(Record set)

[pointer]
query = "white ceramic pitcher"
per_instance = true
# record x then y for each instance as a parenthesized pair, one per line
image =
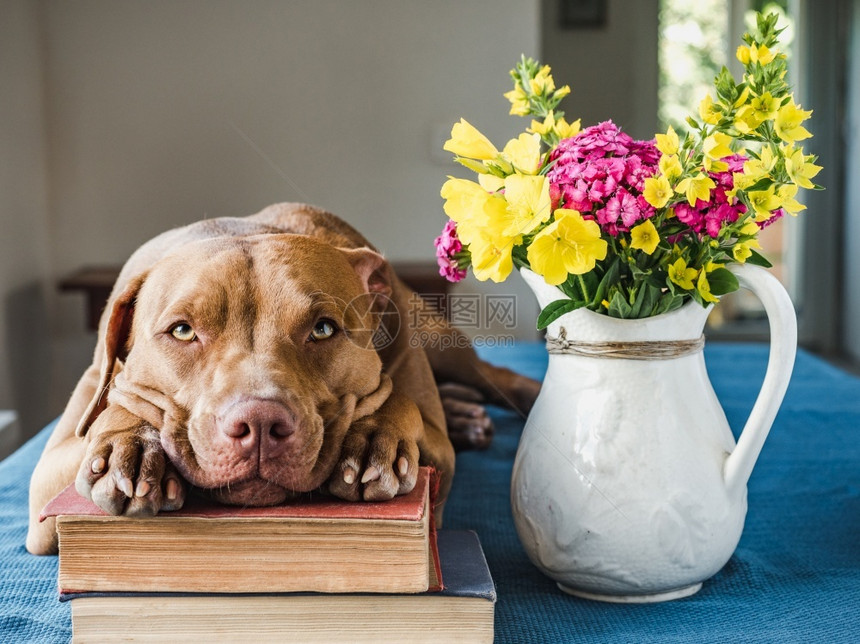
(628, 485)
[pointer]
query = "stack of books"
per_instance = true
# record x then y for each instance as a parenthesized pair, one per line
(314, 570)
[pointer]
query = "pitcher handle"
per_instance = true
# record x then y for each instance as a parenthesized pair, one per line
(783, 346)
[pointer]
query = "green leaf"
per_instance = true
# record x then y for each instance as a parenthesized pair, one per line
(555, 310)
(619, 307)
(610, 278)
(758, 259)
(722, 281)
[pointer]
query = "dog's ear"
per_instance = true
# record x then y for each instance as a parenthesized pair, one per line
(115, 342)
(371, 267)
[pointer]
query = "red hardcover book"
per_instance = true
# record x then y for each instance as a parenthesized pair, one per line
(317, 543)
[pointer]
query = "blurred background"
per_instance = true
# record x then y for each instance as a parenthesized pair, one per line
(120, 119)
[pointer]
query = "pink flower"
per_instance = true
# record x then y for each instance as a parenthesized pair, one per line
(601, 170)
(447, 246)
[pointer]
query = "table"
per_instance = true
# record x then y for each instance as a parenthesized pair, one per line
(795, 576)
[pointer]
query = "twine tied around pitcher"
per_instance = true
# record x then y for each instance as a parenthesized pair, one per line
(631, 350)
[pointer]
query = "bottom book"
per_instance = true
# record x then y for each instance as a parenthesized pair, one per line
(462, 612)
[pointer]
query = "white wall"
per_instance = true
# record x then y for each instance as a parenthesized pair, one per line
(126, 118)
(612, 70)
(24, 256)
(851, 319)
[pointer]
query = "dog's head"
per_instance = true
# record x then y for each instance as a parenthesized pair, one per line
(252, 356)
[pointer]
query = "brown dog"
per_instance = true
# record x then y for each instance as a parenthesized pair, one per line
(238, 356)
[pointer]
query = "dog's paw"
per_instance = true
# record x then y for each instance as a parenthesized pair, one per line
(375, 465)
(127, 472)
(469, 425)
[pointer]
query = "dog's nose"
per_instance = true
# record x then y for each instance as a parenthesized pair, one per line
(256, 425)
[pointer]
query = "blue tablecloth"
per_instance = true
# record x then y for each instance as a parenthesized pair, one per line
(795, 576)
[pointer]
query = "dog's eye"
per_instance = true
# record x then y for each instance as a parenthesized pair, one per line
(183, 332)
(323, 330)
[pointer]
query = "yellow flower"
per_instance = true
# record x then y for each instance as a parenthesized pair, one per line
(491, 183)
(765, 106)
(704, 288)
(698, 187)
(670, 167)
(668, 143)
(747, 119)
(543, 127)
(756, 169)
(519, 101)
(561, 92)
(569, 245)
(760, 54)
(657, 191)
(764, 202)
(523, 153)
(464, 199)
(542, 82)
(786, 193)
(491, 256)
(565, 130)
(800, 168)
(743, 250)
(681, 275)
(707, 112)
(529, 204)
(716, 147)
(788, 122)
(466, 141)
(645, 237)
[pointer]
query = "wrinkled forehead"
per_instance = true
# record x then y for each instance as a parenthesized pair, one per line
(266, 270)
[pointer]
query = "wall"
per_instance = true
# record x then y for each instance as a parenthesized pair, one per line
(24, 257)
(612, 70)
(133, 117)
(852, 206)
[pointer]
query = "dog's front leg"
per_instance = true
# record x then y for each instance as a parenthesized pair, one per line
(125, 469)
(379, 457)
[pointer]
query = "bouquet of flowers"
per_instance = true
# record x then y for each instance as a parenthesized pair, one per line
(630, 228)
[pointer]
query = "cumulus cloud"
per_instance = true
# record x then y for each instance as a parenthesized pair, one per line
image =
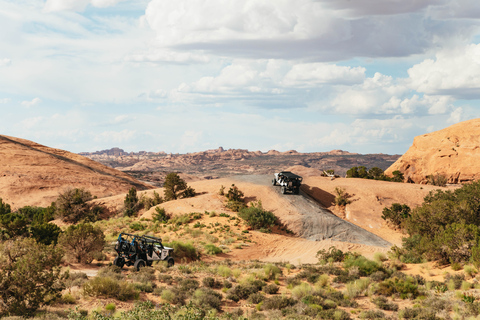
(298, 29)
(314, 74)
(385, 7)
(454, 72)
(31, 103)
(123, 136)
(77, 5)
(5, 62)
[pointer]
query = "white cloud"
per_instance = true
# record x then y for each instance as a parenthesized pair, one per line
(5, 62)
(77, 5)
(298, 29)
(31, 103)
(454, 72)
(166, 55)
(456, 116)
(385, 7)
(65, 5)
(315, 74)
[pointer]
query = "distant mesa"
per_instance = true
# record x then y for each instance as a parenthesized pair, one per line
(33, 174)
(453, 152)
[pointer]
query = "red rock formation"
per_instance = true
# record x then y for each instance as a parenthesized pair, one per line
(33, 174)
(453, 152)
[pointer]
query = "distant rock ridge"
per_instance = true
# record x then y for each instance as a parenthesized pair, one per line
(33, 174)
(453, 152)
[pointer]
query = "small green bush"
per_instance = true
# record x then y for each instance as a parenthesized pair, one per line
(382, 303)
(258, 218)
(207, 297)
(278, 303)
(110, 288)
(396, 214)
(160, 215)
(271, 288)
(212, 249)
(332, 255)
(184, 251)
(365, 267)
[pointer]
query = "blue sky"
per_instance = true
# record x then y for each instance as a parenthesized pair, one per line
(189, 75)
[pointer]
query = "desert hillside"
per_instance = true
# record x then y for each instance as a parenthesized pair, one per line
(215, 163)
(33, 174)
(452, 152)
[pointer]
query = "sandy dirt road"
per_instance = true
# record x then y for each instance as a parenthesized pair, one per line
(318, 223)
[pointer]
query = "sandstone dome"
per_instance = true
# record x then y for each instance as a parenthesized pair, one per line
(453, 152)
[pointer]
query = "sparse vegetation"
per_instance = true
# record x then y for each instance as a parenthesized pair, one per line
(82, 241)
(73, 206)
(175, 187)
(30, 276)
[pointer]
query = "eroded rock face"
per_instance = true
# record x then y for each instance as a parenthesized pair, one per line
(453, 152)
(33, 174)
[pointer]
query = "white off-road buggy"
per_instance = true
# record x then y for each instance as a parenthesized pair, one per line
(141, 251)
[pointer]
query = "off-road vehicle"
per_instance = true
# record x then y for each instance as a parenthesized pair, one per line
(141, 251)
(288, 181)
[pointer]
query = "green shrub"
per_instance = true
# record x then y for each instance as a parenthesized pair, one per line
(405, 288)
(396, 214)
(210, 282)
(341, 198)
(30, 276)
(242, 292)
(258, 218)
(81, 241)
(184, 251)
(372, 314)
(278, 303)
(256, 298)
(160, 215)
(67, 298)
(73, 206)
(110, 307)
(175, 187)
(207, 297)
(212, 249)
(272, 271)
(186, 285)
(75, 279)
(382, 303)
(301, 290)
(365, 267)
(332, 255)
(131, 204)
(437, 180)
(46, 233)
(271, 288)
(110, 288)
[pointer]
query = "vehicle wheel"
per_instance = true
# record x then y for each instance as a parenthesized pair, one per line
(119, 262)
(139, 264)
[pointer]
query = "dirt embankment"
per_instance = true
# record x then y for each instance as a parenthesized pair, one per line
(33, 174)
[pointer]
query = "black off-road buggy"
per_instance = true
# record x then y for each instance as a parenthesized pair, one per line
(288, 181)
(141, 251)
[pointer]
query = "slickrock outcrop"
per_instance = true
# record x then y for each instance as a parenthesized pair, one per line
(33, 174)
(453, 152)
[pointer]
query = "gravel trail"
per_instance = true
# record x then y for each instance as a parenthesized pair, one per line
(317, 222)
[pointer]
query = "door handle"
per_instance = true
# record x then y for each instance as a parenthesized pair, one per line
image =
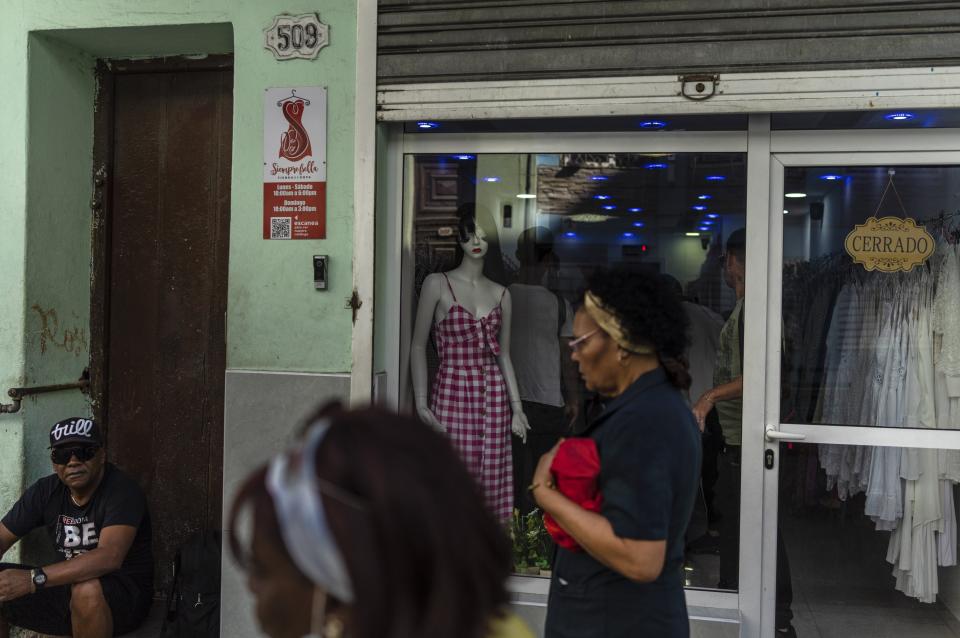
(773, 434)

(End Record set)

— Task description —
Give back the material above exactly, with each picture removed.

— Task response —
[pointer]
query = "white ceramic pitcher"
per_instance = true
# record x then y for each instance as a parenthesized pair, one per line
image =
(628, 485)
[pointer]
query = "stack of books"
per_instance = true
# record x then y for each instance as a parenthesized pair, one per line
(314, 570)
[pointer]
query = "pitcher handle"
per_instance = true
# record x then y for each instance as a parenthesized pair, one per line
(783, 346)
[pointer]
query = "green leaf"
per_instance = true
# record x then y for each instance as a parenthesized pair, one per line
(555, 310)
(619, 307)
(610, 278)
(758, 259)
(722, 281)
[pointer]
query = "dog's ear"
per_instance = true
# record x then y for each instance as a parenthesized pair, one per line
(115, 342)
(371, 267)
[pointer]
query = "red hardcover book"
per_instance = true
# record x then y for each instance as a parenthesized pair, one per line
(317, 543)
[pointer]
query = "blurred background"
per_instance = true
# record x then y for each instance as a parenthesized pair, one per line
(120, 119)
[pointer]
query = "pink flower"
per_instance = true
# record x then y for each instance as a parenthesized pair, one per line
(601, 170)
(447, 246)
[pointer]
query = "table"
per_instance = true
# record x then y for each instance as a parenthesized pair, one per line
(795, 576)
[pointer]
query = "twine tied around pitcher"
per_instance = true
# record x then y for each instance as a parenthesized pair, one per line
(631, 350)
[pointer]
query = "bottom book"
per_instance = true
# record x then y for each instance as a parenthesized pair, one per line
(462, 612)
[pointer]
query = "white wall"
per_instance = true
# record x then y for each instance as a parenthesized pair, one per line
(126, 118)
(612, 70)
(24, 256)
(851, 319)
[pointer]
query = "dog's head"
per_instance = true
# record x then y for each instance as a parenthesized pair, one per line
(252, 356)
[pointer]
query = "brown dog"
per_instance = true
# record x then y for each instance as a parenthesized pair, one per line
(238, 356)
[pointer]
query = "dog's paw"
per_instance = true
# record x then y for each instance as a parenthesized pair, one per line
(375, 465)
(127, 472)
(469, 425)
[pointer]
query = "dog's nose"
per_instance = true
# record x then y for each instance as a parenthesized pair, one per line
(256, 425)
[pointer]
query = "blue tablecloth"
per_instance = true
# record x then y for each instance as a parenthesized pair, one per line
(795, 576)
[pointer]
query = "dog's eye"
per_instance = true
# record x then y for each instance as a parenthesized pair, one per line
(183, 332)
(323, 330)
[pointer]
query = "yellow flower"
per_instance = true
# record x then y for each instance as a parenthesized pair, one per line
(491, 183)
(765, 106)
(704, 288)
(698, 187)
(670, 167)
(668, 143)
(747, 119)
(543, 127)
(756, 169)
(519, 101)
(561, 92)
(569, 245)
(760, 54)
(657, 191)
(764, 202)
(523, 153)
(464, 199)
(542, 82)
(786, 193)
(491, 256)
(565, 130)
(800, 168)
(743, 250)
(681, 275)
(707, 112)
(529, 204)
(716, 147)
(788, 122)
(466, 141)
(645, 237)
[pointer]
query = "wrinkled forehead"
per_instance = true
# record x then y for each instance as a parenthesized pair, one per line
(266, 270)
[pointer]
query = "wall"
per_instance = true
# record x then y for each instance as a parenthesized pair, one per line
(24, 257)
(612, 70)
(133, 117)
(852, 206)
[pointer]
query = "dog's front leg"
per_instance = true
# record x then y for each instance as a parenthesized pair, one per line
(125, 469)
(379, 457)
[pointer]
query = "bouquet of flowers"
per_instance = true
# record x then y for each instance as a parenthesized pair, one per line
(630, 228)
[pointer]
query = "cumulus cloud"
per_instance = true
# record x then y for each instance as a parenthesized pair, one per line
image =
(298, 29)
(314, 74)
(385, 7)
(454, 72)
(31, 103)
(123, 136)
(77, 5)
(5, 62)
[pointer]
query = "white cloud"
per_instance = true
# record x then y for each instance as a parenthesized pair, one per line
(5, 62)
(77, 5)
(298, 29)
(31, 103)
(454, 72)
(166, 55)
(456, 116)
(385, 7)
(65, 5)
(315, 74)
[pointer]
query = "distant mesa"
per_instance = true
# record x then y for each instance as a parenthesized pair, one per line
(33, 174)
(453, 152)
[pointer]
query = "red rock formation"
per_instance = true
# record x then y for each instance as a parenthesized pair, one per line
(33, 174)
(453, 152)
[pointer]
query = "distant rock ridge"
per_instance = true
# record x then y for each instance as a parenthesized pair, one per line
(33, 174)
(453, 152)
[pointer]
query = "small green bush"
per_instance = true
# record x then y for each instance as a parenthesized pair, one per line
(382, 303)
(258, 218)
(207, 297)
(278, 303)
(110, 288)
(396, 214)
(160, 215)
(271, 288)
(212, 249)
(332, 255)
(184, 251)
(365, 267)
[pointer]
query = "blue sky"
per_instance = true
# record x then y for each instance as a parenthesized pair, one per line
(189, 75)
[pointer]
query = "desert hillside"
per_instance = true
# record x then y for each instance as a parenthesized pair, one per line
(215, 163)
(33, 174)
(452, 152)
[pointer]
query = "sandy dirt road"
per_instance = true
# record x then y for each instance as a parenthesized pair, one per line
(318, 223)
[pointer]
query = "sandstone dome"
per_instance = true
# record x then y for each instance as a parenthesized pair, one per line
(453, 152)
[pointer]
query = "sparse vegetation"
per_instance = true
# record x then y for each instance as a parenthesized pair, one per line
(82, 241)
(73, 206)
(175, 187)
(30, 276)
[pointer]
query = "eroded rock face"
per_instance = true
# record x then y for each instance as a parenthesized pair, one per line
(453, 152)
(33, 174)
[pointer]
query = "white off-road buggy"
per_instance = true
# record x then y for each instance as a parenthesized pair, one per line
(141, 251)
[pointer]
query = "off-road vehicle"
per_instance = true
# record x then y for each instance as a parenthesized pair, one per line
(141, 251)
(288, 181)
[pointer]
query = "green shrub"
per_instance = true
# record x then y for each instance as a parenthesized pair, one per line
(405, 288)
(396, 214)
(210, 282)
(341, 198)
(30, 276)
(242, 292)
(258, 218)
(81, 241)
(184, 251)
(372, 314)
(278, 303)
(256, 298)
(160, 215)
(67, 298)
(73, 206)
(110, 307)
(175, 187)
(207, 297)
(212, 249)
(272, 271)
(186, 285)
(75, 279)
(382, 303)
(301, 290)
(365, 267)
(332, 255)
(131, 204)
(437, 180)
(46, 233)
(271, 288)
(110, 288)
[pointer]
query = "vehicle wheel"
per_instance = true
# record x then y for each instance as a parenthesized pair, one per line
(119, 262)
(139, 264)
[pointer]
query = "dirt embankment"
per_instance = true
# record x then y for each instance as a parenthesized pair, one per line
(33, 174)
[pointer]
query = "black off-road buggy"
per_instance = true
# record x then y for each instance as a parenthesized pair, one per line
(288, 181)
(141, 251)
[pointer]
query = "slickrock outcrop"
per_instance = true
# record x then y for each instance as a parenthesized pair, one per line
(33, 174)
(453, 152)
[pointer]
query = "gravel trail"
per_instance = true
# record x then y for each instance as a parenthesized pair, one per line
(317, 222)
[pointer]
query = "door handle"
per_instance = true
# record x then y for each instance as a parenthesized pair, one per line
image =
(773, 434)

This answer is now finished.